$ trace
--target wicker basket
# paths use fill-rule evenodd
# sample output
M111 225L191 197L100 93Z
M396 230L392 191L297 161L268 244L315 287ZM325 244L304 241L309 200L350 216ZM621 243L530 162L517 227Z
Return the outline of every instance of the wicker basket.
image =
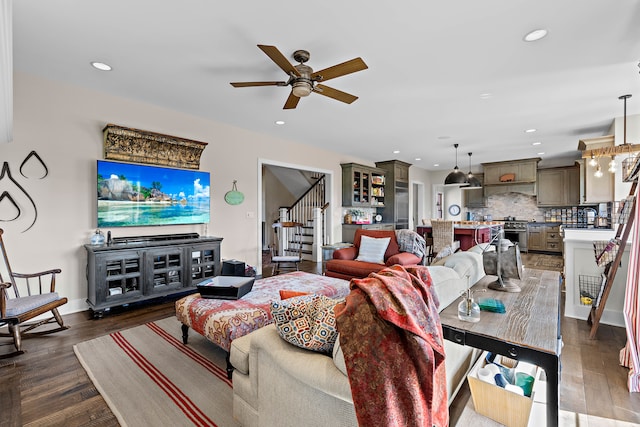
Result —
M604 279L606 276L578 276L578 287L580 289L580 305L590 305L595 308L600 304Z

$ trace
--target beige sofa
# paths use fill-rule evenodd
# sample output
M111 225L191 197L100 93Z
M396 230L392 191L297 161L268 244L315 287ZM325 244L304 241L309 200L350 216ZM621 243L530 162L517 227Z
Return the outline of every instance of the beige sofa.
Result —
M457 252L429 267L441 310L459 301L468 280L474 284L484 276L480 252ZM234 340L234 417L245 427L357 426L344 359L336 350L332 358L293 346L274 325ZM445 354L451 403L480 351L445 341Z

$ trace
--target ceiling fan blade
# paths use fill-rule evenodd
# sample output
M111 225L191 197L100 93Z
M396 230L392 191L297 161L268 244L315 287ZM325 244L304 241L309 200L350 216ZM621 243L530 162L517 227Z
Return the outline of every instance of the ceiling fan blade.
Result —
M275 62L276 65L278 65L278 67L282 68L282 71L287 73L287 75L291 75L291 73L293 73L298 77L300 76L300 72L296 70L296 68L291 64L291 62L289 62L287 58L285 58L285 56L278 50L277 47L267 46L263 44L259 44L258 47L262 49L262 51L266 53L267 56L271 58L271 60Z
M287 98L287 101L284 103L284 107L282 109L292 110L298 106L298 102L300 102L300 98L295 96L293 92L291 92L289 94L289 98Z
M230 83L233 87L250 87L250 86L286 86L287 82L236 82Z
M347 104L351 104L353 101L358 99L357 96L351 95L350 93L342 92L341 90L321 84L316 85L313 91L315 93L319 93L320 95L328 96L329 98L333 98Z
M311 79L322 77L322 79L319 81L326 82L327 80L355 73L356 71L366 70L367 68L369 67L367 67L367 64L364 63L362 58L354 58L350 61L343 62L342 64L334 65L333 67L316 71L315 73L311 74Z

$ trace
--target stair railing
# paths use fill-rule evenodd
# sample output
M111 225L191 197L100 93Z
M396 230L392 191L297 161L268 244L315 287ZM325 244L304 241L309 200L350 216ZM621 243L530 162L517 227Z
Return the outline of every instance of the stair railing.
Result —
M316 182L304 192L290 207L282 208L280 213L281 221L294 221L303 224L303 227L313 227L311 254L303 252L303 259L320 262L322 257L322 246L325 244L326 215L328 206L326 201L326 175L317 177ZM287 239L290 240L290 239ZM285 243L285 247L286 247Z

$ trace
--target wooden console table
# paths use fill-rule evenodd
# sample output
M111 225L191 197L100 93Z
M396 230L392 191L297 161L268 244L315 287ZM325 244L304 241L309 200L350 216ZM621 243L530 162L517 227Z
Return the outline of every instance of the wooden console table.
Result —
M560 273L524 269L520 293L493 291L485 276L473 286L475 298L496 298L506 313L483 311L480 322L458 319L458 300L440 313L447 340L534 363L547 374L547 426L558 425L560 381ZM482 289L486 292L480 293Z
M130 236L87 250L87 303L95 317L112 307L195 292L221 273L221 237L197 233Z

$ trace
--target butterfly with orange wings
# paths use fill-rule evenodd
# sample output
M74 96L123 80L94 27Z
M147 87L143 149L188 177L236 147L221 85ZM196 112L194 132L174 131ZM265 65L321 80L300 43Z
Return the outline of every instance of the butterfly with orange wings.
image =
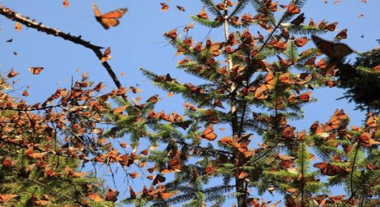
──────
Work to do: Arrange all the rows above as a JSON list of strings, one string per line, with blank lines dropped. Leave the pictures out.

Result of this task:
[
  "$ trace",
  "--target wicker basket",
  "# paths use fill-rule evenodd",
  "# sample output",
  "M111 225L191 197L100 93Z",
  "M396 230L392 191L297 161L268 244L315 287ZM325 244L304 241L309 200L350 216ZM621 243L530 162L517 227Z",
  "Return the outline of every instance of the wicker basket.",
  "image =",
  "Result —",
  "M604 279L606 276L578 276L578 287L580 289L580 305L590 305L595 308L600 304Z",
  "$ trace",
  "--target beige sofa",
  "# paths use fill-rule evenodd",
  "# sample output",
  "M111 225L191 197L100 93Z",
  "M396 230L392 191L297 161L268 244L315 287ZM325 244L304 241L309 200L350 216ZM621 243L530 162L517 227Z",
  "Return the outline of every instance of the beige sofa.",
  "Result —",
  "M457 252L429 267L441 310L459 301L468 280L474 284L484 276L480 252ZM234 340L234 417L245 427L357 426L344 359L336 350L332 358L293 346L274 325ZM445 354L451 403L480 351L445 341Z",
  "$ trace",
  "--target ceiling fan blade",
  "# paths use fill-rule evenodd",
  "# sample output",
  "M111 225L191 197L100 93Z",
  "M396 230L392 191L297 161L268 244L315 287ZM325 244L304 241L309 200L350 216ZM621 243L530 162L517 227Z",
  "Return the outline of every instance of the ceiling fan blade.",
  "Result —",
  "M275 62L276 65L278 65L278 67L282 68L282 71L287 73L287 75L291 75L291 73L293 73L298 77L300 76L300 72L296 70L296 68L291 64L291 62L289 62L287 58L285 58L285 56L278 50L277 47L267 46L263 44L259 44L258 47L262 49L262 51L266 53L267 56L271 58L271 60Z",
  "M287 98L287 101L284 103L284 107L282 109L292 110L298 106L298 102L300 102L300 98L295 96L293 92L291 92L289 94L289 98Z",
  "M230 83L233 87L250 87L250 86L286 86L287 82L236 82Z",
  "M347 104L351 104L353 101L358 99L357 96L351 95L350 93L342 92L341 90L321 84L316 85L313 91L315 93L319 93L320 95L328 96L329 98L333 98Z",
  "M311 79L322 77L322 79L319 81L326 82L327 80L355 73L356 71L366 70L367 68L369 67L367 67L367 64L364 63L362 58L354 58L350 61L343 62L342 64L334 65L333 67L316 71L315 73L311 74Z",
  "$ trace",
  "--target stair railing",
  "# paths use fill-rule evenodd",
  "# sample output",
  "M111 225L191 197L100 93Z",
  "M396 230L392 191L297 161L268 244L315 287ZM325 244L304 241L309 200L350 216ZM621 243L530 162L517 227Z",
  "Return the outline of every instance of the stair railing.",
  "Result —",
  "M316 182L304 192L290 207L282 208L280 213L281 221L294 221L303 224L303 227L313 227L311 254L303 252L303 259L320 262L322 257L322 246L325 244L326 215L328 206L326 201L326 175L317 177ZM287 239L290 240L290 239ZM285 243L285 247L286 247Z",
  "$ trace",
  "--target wooden console table",
  "# paths use fill-rule evenodd",
  "# sample output",
  "M111 225L191 197L100 93Z",
  "M396 230L392 191L297 161L268 244L315 287ZM325 244L304 241L309 200L350 216ZM621 243L530 162L517 227Z",
  "Return the outline of every instance of the wooden console table.",
  "Result —",
  "M560 273L524 269L520 293L493 291L485 276L473 286L475 298L496 298L506 313L483 311L480 322L458 319L458 300L440 313L447 340L534 363L547 374L547 426L558 425L560 381ZM482 289L486 292L480 293Z",
  "M130 236L87 250L87 303L95 317L112 307L195 292L221 273L221 237L197 233Z",
  "$ trace",
  "--target butterfly with orange wings",
  "# paths use fill-rule evenodd",
  "# sample output",
  "M74 96L123 80L94 27Z",
  "M147 87L143 149L188 177L236 147L221 85ZM196 112L194 132L174 131ZM265 65L321 80L300 43Z",
  "Return the outline of every instance of the butterfly with orange wings.",
  "image ="
]